This could mean the return of the British worker to jobs that many may not have otherwise considered over the last 30-plus years.
For the time being, however, the low rate of unemployment means it’s still a candidate-driven market. Attraction strategies, and a focus on building an attractive employer value proposition, are key to any organisation looking to gain a competitive advantage, especially in areas that continue to suffer dramatic skills shortages. For instance, technology roles – like Data Scientists – continue to be in high demand, but low supply. A search for full-time Data Scientist jobs posted on Glassdoor in the U.K. yielded 2,339 openings from companies like J.P. Morgan, Schlumberger, Google, and PwC, to name a few. This has been an ongoing trend: Technology jobs are easy to find for candidates, but tough to fill for recruiters.
The shift in focus to a total talent mindset in the U.K. – where companies employ a collection of permanent employees, independent contractors and freelancers – is also a variable that recruiters here must navigate. The gig economy continues to thrive, but the forecast for those non-permanent workers could change pending the December 11th vote as businesses continue to tighten their belts to contend with the uncertainty. We may even see an increase in demand for gig workers, as companies try to increase flexibility in their labour pool.
At the moment, we see an overreliance on agency usage as TA budgets are tightened and internal team growth slows down. While non-permanent workers were frequently under the purview of procurement departments and business lines, these groups are now teaming with TA and HR to better understand where the business needs for talent exist, what kind of talent fits best, and how to secure those people. Technology to support the total talent reality has proliferated, and we see many organisations working hard to understand how to use technology to optimise their processes.

##########

Given request 1:
Translate this sentence from the piece on U.K. hiring into Spanish: "This has been an ongoing trend: Technology jobs are easy to find for candidates, but tough to fill for recruiters."

Raw records:
##########

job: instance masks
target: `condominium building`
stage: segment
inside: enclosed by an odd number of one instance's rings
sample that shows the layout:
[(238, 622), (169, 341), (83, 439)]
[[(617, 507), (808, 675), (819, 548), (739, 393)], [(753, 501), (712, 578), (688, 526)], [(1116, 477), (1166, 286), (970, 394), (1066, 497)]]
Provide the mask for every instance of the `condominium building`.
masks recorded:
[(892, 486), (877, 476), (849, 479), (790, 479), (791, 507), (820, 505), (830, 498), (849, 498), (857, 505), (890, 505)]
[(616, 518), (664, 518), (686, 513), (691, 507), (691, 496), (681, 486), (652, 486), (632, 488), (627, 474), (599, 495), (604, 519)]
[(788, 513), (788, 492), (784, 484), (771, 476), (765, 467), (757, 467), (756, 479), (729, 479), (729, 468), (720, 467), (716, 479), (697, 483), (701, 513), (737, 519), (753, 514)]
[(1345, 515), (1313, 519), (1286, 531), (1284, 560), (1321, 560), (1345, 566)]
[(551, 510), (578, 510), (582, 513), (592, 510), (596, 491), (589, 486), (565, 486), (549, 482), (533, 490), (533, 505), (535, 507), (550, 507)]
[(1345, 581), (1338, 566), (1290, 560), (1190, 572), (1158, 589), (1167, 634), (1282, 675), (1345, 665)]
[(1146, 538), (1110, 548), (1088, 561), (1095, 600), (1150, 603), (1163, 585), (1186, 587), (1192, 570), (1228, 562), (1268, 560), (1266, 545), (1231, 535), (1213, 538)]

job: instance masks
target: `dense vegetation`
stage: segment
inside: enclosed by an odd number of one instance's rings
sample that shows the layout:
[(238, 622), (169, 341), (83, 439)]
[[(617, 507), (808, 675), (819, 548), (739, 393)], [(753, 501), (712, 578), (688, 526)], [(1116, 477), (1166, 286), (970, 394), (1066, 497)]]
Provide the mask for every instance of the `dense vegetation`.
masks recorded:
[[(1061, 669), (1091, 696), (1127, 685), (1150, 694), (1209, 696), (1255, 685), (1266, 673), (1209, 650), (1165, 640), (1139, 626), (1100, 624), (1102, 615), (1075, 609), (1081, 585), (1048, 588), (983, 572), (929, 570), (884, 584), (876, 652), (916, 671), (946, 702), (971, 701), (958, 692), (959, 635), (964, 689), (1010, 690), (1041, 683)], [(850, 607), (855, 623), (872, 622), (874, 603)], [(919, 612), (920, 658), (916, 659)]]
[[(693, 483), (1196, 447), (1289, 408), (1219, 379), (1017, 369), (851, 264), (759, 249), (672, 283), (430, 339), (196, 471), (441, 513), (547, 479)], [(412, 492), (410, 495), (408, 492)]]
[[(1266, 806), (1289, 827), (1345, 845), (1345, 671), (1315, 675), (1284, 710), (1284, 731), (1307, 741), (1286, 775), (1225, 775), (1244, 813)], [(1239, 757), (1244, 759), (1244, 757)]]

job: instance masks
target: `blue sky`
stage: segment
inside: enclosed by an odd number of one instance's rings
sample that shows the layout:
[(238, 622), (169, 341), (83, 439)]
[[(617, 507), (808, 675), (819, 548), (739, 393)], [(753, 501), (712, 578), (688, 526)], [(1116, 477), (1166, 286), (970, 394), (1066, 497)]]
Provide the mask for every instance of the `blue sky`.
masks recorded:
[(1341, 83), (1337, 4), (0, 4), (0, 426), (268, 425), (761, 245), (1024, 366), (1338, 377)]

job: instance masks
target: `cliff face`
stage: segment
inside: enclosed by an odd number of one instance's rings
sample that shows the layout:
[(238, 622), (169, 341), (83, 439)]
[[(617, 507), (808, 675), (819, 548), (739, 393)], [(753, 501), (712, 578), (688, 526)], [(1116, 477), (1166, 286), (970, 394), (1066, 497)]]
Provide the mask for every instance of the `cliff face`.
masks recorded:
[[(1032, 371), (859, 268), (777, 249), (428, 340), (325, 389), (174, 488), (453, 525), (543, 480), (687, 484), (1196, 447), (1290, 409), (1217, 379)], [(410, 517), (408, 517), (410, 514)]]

##########

Given request 2:
Repeat the lines of the raw records from the very start up to and including the line with "505), (890, 505)]".

Correct output 1:
Esta ha sido una tendencia constante: a los candidatos les resulta fácil encontrar empleos en tecnología, pero a los reclutadores les cuesta cubrirlos.

Correct output 2:
job: instance masks
target: `condominium building`
stage: segment
inside: enclosed by an odd number of one instance's rings
sample that shows the layout:
[(238, 622), (169, 341), (83, 439)]
[[(617, 507), (808, 675), (819, 548), (739, 393)], [(753, 501), (712, 578), (688, 526)], [(1116, 477), (1166, 286), (970, 394), (1066, 497)]]
Provide the mask for every instance of the `condominium building`.
masks recorded:
[(892, 486), (877, 476), (849, 479), (790, 479), (791, 507), (820, 505), (830, 498), (849, 498), (857, 505), (890, 505)]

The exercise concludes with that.